____ Text passage

Some of the elements in the function codes above are superfluous or unnecessarily connected. For example: `PreS` with a suffixed subject belongs in the same category as `Pred+Subj`. In the `IntS` function, the interrogative is (at this point) superfluous for phrase-level valency function, but the `S` of subject is necessary. Let's simplify those labels. While we're at it, we'll convert the codes into more readable forms and also convert the `Objc` label into a direct object label.<br><br>
We keep the copy of the original dictionary in case we find that the altered labels contain valuable data later during the analysis stage.

________
____ Given entries

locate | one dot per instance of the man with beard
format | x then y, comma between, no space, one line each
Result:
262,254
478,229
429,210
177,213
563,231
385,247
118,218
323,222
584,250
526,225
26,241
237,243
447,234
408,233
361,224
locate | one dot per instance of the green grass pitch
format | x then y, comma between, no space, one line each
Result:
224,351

________
____ Given entries

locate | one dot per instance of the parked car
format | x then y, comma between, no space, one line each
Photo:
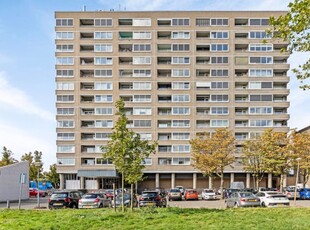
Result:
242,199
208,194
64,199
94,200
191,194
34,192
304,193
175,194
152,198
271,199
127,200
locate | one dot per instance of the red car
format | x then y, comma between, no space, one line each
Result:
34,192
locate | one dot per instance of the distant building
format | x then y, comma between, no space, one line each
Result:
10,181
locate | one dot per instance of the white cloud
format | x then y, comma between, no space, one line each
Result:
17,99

________

- [Problems to solve]:
1. Answer these from the passage on simplifying function-code labels:
(a) Which category does `PreS` with a suffixed subject belong in?
(b) What will the `Objc` label be converted into?
(c) Why is the copy of the original dictionary kept?
2. Please count the lines of the records that contain the string "locate", treating uppercase and lowercase as different, and give only the number.
The text and the records were drawn from separate sources.

- [Results for each task]:
1.
(a) The same category as `Pred+Subj`.
(b) A direct object label.
(c) In case the altered labels turn out to contain valuable data later, during the analysis stage.

2. 6